- Selected passage:

──────────

= Philip M. Kleinfeld =

American lawyer and politician (1894–1971)

Philip M. Kleinfeld (June 19, 1894 – January 11, 1971) was an American lawyer and politician from New York.

==Early life==
Kleinfeld was born to Max and Bertha Kleinfeld on the Lower East Side of New York City. He graduated from New York Law School in 1916, was admitted to the New York bar, and practiced with Samuel Kramer under the firm name of Kramer & Kleinfeld in New York City. He married Rose Meyers. He was the brother of Clara Kleinfeld and Yette Levine and the Uncle of New York Superior Court Justice Joseph Levine.

──────────

- Record list:
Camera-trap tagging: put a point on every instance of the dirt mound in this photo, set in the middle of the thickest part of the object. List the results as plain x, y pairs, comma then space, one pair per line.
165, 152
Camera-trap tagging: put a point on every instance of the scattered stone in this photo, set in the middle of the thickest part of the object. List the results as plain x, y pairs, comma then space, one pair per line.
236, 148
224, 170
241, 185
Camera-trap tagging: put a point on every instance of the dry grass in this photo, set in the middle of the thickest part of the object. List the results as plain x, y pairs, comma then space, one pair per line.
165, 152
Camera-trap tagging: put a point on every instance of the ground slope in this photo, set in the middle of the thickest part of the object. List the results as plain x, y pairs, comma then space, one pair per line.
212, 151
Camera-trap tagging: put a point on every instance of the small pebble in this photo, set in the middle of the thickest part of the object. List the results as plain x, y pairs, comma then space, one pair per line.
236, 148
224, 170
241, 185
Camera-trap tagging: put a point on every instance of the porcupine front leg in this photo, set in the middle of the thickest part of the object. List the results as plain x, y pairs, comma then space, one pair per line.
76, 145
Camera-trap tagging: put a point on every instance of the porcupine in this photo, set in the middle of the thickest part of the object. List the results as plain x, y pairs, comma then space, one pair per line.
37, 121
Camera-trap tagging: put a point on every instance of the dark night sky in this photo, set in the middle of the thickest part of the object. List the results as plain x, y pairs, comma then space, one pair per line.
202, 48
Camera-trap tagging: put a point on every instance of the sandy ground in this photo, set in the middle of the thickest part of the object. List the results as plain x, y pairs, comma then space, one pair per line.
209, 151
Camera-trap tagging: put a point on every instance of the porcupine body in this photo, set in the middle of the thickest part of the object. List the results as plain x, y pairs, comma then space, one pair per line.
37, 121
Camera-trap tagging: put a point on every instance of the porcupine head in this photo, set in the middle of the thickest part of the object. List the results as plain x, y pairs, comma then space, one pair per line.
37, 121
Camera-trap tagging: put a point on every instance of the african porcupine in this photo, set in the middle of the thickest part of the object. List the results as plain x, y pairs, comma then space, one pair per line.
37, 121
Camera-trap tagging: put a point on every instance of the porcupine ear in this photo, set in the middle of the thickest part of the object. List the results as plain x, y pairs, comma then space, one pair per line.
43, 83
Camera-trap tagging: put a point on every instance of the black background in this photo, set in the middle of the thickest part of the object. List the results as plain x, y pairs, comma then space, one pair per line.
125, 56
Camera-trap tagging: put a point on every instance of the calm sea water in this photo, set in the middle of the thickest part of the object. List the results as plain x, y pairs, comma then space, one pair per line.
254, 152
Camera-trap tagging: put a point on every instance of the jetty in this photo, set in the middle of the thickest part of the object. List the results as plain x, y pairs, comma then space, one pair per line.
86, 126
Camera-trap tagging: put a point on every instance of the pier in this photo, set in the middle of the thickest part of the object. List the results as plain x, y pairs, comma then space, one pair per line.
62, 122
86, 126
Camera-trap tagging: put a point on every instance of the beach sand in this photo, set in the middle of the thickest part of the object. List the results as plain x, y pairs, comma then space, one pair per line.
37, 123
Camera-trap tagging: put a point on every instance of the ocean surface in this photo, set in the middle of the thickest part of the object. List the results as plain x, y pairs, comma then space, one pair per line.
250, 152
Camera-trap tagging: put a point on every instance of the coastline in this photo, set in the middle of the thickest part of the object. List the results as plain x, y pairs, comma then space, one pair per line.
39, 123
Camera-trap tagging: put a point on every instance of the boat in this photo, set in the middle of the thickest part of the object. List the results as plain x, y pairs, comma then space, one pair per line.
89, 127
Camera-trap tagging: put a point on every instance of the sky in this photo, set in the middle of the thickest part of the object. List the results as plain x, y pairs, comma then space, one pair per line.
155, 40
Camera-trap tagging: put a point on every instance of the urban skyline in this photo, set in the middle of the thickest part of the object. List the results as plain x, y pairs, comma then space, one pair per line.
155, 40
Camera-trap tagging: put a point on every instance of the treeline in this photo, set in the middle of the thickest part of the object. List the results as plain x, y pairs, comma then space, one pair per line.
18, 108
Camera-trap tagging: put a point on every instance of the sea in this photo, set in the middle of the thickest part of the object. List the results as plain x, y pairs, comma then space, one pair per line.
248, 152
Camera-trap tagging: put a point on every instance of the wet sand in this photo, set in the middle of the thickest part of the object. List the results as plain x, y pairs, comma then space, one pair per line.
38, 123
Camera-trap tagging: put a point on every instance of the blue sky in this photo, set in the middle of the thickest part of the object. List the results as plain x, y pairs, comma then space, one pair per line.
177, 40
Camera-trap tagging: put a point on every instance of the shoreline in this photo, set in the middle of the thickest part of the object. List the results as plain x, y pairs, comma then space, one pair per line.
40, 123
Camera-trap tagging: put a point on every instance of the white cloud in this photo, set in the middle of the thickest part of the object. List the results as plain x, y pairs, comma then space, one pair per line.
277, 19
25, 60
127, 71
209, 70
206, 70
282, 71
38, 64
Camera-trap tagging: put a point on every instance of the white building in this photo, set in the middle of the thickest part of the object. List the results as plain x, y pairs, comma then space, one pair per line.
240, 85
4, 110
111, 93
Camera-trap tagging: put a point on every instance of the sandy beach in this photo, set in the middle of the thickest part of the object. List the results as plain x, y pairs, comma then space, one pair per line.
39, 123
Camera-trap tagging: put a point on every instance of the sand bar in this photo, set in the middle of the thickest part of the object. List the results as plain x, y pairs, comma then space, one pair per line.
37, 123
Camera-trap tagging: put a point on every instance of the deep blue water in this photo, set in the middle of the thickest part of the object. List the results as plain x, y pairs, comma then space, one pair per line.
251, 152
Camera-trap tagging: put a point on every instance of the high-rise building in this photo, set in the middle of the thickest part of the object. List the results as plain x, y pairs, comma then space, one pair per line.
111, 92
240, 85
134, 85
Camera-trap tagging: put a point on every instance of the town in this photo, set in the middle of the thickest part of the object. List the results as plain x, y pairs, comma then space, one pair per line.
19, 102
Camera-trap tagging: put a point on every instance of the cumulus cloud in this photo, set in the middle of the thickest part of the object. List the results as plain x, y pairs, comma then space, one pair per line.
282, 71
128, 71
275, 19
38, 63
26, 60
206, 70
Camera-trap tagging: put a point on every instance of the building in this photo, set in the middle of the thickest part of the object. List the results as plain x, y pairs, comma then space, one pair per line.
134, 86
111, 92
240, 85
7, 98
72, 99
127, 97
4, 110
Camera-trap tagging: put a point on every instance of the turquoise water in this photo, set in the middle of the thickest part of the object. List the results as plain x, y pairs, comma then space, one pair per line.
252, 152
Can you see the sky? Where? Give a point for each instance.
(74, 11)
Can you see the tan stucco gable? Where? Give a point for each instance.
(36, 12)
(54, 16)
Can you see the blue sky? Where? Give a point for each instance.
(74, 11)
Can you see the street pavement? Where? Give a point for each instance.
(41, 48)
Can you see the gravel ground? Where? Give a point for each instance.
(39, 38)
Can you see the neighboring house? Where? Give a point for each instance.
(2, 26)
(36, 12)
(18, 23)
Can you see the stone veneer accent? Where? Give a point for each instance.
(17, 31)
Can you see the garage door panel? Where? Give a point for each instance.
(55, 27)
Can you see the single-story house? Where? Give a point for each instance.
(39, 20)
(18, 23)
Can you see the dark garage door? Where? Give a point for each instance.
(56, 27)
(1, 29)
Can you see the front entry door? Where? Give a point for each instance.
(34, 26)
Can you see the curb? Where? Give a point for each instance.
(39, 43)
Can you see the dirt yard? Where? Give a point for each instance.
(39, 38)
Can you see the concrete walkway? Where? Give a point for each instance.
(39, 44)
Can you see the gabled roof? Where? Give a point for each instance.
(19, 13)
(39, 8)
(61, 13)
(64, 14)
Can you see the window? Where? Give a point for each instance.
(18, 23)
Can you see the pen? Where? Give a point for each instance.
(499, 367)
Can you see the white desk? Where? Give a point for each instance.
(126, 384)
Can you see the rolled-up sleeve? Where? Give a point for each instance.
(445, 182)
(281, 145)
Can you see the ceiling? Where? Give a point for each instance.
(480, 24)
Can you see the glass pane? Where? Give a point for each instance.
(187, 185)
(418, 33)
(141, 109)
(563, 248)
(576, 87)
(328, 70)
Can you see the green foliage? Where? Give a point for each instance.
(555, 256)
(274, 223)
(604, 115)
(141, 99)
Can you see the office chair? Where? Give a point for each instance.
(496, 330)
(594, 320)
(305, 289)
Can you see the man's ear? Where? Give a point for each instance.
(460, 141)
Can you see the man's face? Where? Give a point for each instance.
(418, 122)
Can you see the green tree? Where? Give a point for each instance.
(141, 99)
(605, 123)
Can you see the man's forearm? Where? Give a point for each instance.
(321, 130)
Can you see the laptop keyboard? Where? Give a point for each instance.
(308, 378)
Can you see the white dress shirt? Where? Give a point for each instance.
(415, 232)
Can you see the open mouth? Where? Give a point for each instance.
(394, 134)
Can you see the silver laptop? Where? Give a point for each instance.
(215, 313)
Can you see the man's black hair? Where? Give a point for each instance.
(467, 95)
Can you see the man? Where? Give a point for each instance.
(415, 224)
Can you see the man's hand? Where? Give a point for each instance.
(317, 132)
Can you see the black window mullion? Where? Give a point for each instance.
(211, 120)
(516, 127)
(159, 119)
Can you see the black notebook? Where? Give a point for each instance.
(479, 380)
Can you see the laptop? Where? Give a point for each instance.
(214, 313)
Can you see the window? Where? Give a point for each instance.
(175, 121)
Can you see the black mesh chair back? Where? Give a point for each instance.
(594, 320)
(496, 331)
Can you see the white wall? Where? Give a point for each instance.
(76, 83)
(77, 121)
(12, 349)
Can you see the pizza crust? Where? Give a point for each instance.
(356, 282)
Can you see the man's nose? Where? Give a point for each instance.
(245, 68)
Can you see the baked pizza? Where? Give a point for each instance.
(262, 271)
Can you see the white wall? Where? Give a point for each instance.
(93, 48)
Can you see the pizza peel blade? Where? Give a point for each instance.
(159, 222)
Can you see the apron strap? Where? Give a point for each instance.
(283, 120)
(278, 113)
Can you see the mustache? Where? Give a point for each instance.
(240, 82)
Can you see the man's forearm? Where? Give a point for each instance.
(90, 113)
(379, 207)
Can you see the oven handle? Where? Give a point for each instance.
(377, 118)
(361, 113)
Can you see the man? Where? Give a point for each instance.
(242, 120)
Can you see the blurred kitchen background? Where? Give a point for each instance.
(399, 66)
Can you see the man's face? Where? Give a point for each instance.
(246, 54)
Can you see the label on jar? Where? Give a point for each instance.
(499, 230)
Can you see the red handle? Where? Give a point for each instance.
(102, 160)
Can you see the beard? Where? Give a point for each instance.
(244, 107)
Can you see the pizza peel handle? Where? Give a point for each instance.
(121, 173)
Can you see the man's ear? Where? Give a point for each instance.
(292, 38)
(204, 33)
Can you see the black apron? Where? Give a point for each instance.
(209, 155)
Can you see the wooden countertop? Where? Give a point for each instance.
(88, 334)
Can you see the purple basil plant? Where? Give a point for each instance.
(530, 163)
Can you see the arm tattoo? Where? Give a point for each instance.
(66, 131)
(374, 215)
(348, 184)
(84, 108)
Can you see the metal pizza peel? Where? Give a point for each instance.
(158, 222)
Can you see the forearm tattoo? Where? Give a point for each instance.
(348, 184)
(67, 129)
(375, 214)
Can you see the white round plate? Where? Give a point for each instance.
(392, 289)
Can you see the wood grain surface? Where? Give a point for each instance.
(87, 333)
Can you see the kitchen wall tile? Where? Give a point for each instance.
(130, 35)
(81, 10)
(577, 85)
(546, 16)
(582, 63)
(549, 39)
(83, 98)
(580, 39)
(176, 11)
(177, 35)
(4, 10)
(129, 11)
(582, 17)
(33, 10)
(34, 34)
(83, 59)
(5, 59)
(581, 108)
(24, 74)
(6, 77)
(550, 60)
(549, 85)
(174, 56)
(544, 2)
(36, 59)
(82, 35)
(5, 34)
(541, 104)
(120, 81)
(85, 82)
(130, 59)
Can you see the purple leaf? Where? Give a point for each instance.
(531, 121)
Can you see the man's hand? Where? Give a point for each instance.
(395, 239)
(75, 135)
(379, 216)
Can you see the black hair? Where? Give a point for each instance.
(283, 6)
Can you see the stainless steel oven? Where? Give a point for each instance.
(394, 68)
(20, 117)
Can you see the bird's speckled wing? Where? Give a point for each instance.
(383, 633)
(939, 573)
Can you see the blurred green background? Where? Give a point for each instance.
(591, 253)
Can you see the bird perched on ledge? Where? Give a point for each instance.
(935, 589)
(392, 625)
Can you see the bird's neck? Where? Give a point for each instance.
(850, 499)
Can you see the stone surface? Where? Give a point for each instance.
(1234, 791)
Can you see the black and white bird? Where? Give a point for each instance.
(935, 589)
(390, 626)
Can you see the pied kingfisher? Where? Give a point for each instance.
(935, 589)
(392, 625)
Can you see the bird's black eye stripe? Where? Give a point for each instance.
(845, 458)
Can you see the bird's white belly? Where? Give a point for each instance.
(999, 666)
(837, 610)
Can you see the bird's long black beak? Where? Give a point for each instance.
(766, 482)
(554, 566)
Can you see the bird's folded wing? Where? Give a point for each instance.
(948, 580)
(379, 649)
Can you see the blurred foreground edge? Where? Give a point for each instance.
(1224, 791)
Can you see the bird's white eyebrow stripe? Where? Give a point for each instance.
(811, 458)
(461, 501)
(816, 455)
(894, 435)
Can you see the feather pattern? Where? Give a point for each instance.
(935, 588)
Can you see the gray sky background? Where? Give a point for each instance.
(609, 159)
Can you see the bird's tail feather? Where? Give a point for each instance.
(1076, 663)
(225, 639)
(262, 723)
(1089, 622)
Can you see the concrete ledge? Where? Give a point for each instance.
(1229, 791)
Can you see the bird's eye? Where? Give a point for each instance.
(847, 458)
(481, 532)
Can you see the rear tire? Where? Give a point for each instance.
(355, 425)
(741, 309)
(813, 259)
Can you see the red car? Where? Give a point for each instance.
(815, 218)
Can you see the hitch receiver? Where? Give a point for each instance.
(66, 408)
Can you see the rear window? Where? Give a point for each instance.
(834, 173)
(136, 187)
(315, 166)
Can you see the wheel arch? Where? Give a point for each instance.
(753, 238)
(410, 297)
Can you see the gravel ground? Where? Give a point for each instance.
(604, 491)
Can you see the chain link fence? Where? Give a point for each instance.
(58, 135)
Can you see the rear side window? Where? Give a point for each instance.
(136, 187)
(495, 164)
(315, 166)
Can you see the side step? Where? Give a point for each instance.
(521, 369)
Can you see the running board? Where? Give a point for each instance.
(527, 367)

──────────

- Problem set:
• a. Determine whether each of the following statements agrees with the Kleinfeld biography above. Answer yes or no for each, and quote the deciding words of the biography. (i) Kleinfeld graduated from New York Law School in 1916. (ii) Kleinfeld was born in Brooklyn. (iii) Kleinfeld practiced law under the firm name Kramer & Kleinfeld.
• b. Transcribe the passage of the Kleinfeld biography starting at "American lawyer and politician (1894–1971)" and ending at "Justice Joseph Levine.".
• c. According to the Kleinfeld biography, whom did Kleinfeld marry?

- Responses to the exercise:
• a.
(i) Yes: "He graduated from New York Law School in 1916"
(ii) No: "on the Lower East Side of New York City"
(iii) Yes: "under the firm name of Kramer & Kleinfeld"

• b.
American lawyer and politician (1894–1971)

Philip M. Kleinfeld (June 19, 1894 – January 11, 1971) was an American lawyer and politician from New York.

==Early life==
Kleinfeld was born to Max and Bertha Kleinfeld on the Lower East Side of New York City. He graduated from New York Law School in 1916, was admitted to the New York bar, and practiced with Samuel Kramer under the firm name of Kramer & Kleinfeld in New York City. He married Rose Meyers. He was the brother of Clara Kleinfeld and Yette Levine and the Uncle of New York Superior Court Justice Joseph Levine.

• c. Rose Meyers.